* Begin *

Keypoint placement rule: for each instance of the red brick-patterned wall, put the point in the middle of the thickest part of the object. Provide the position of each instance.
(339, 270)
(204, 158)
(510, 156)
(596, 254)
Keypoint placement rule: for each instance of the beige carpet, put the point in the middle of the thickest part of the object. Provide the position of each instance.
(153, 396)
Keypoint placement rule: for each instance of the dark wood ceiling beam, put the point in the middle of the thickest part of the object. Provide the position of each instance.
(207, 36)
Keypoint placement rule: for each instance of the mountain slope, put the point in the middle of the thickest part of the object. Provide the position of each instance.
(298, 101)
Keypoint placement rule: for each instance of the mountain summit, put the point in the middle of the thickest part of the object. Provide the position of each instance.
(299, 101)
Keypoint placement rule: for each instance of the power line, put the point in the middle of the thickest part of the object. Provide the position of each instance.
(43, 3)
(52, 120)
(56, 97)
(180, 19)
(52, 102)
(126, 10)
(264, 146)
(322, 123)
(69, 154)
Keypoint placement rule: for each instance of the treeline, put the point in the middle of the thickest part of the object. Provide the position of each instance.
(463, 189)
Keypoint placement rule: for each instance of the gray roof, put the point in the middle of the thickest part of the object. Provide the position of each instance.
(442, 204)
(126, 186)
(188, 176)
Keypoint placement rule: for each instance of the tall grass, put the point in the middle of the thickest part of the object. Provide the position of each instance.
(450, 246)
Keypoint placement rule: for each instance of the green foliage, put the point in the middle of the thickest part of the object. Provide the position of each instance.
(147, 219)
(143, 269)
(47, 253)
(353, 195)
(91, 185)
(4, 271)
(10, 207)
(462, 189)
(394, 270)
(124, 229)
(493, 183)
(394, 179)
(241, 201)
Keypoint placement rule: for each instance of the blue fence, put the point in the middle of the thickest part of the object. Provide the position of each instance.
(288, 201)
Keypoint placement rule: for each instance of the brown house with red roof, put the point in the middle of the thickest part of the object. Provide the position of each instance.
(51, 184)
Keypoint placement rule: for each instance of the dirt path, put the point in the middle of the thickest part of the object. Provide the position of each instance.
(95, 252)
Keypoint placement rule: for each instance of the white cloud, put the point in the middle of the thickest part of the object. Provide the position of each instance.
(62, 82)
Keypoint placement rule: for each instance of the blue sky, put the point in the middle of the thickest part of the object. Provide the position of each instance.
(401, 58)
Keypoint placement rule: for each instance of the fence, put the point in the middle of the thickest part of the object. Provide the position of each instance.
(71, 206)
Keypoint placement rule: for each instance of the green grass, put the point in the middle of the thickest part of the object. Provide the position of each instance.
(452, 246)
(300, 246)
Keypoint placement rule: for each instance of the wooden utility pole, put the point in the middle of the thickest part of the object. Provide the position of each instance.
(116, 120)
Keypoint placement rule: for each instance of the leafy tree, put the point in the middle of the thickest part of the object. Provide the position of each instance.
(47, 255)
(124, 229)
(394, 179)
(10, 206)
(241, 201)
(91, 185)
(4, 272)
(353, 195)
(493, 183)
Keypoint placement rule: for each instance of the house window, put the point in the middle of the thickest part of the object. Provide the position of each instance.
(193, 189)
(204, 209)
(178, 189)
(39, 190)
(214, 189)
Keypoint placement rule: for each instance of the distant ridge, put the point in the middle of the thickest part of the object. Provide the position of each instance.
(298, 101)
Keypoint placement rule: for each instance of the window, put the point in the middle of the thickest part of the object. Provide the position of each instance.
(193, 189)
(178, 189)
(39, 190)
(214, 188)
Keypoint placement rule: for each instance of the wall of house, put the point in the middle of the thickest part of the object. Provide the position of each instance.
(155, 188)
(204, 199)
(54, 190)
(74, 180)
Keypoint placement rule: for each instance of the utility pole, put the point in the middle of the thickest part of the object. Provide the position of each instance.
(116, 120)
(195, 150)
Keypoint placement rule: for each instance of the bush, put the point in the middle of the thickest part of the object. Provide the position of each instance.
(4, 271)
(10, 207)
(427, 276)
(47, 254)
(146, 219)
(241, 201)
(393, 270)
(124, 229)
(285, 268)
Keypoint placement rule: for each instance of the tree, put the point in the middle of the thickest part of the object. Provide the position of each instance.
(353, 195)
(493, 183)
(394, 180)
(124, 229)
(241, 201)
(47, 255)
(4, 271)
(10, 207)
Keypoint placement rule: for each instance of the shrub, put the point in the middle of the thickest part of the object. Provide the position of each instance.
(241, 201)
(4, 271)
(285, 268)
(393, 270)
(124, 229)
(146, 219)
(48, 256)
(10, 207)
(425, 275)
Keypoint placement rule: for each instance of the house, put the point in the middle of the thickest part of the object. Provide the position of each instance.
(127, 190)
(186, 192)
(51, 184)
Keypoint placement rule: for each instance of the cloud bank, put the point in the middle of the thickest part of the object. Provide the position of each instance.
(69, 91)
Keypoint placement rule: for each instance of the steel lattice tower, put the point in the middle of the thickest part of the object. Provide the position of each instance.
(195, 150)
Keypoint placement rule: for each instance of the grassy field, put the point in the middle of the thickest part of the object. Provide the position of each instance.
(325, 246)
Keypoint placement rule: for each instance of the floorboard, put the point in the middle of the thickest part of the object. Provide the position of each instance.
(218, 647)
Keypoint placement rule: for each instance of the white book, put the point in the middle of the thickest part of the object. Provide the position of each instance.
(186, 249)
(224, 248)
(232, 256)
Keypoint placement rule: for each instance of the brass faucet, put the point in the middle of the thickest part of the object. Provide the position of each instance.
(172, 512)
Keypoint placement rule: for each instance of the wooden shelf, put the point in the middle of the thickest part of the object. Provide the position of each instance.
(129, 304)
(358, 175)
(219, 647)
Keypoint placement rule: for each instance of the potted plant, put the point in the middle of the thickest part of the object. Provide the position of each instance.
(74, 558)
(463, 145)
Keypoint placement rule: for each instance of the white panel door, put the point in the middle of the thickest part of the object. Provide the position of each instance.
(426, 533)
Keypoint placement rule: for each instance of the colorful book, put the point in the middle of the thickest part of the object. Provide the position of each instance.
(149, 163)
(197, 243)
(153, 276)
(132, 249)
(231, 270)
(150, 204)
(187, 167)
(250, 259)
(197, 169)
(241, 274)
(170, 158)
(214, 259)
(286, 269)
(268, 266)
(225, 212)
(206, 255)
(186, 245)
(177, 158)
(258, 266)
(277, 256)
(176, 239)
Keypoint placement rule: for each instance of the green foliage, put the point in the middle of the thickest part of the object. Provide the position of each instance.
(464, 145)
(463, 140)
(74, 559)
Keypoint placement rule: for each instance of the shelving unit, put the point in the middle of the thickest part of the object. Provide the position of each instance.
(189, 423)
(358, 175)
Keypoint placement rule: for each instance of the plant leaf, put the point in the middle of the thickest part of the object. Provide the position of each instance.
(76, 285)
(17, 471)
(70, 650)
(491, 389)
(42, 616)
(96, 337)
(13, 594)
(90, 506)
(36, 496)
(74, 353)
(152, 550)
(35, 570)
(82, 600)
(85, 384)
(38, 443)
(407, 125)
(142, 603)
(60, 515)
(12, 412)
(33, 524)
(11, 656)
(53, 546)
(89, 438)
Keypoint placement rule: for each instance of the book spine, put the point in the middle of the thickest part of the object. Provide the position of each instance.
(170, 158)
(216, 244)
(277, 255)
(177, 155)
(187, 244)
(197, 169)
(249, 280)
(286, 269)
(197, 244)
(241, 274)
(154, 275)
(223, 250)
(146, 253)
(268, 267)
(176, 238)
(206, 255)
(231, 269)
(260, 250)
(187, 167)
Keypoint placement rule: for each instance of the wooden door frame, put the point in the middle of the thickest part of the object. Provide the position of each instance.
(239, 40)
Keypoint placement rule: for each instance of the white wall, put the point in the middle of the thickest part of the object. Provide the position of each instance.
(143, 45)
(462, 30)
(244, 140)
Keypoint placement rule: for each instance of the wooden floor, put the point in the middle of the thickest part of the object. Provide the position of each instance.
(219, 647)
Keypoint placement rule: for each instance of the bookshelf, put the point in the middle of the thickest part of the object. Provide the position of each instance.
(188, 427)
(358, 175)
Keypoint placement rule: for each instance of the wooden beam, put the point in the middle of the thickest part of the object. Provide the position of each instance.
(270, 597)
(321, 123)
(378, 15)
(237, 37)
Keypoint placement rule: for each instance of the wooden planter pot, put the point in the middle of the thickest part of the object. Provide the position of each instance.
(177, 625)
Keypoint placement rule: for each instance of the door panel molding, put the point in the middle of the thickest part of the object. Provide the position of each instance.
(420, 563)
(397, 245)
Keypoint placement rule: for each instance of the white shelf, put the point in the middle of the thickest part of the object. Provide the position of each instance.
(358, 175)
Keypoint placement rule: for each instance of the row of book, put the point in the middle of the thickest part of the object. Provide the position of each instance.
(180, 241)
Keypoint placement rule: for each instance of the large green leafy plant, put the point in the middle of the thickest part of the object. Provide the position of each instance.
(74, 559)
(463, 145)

* End *

Give again only the lines of the material above that run from the one with "white shelf, put" through the end, both included, exactly as they appear.

Keypoint placement rule: for each instance of the white shelf, put the point in the middle of the thickest part of the object. Provide the position of each instance.
(358, 175)
Keypoint placement rule: for each instance of the row of book, put the point in the middle of the thickest part of the object. Provide the position of each instance.
(180, 241)
Keypoint placement rule: for each instance of the large green leafy plant, put the point in the middle of the thickest part of the object. Provide the position of each instance.
(74, 559)
(463, 145)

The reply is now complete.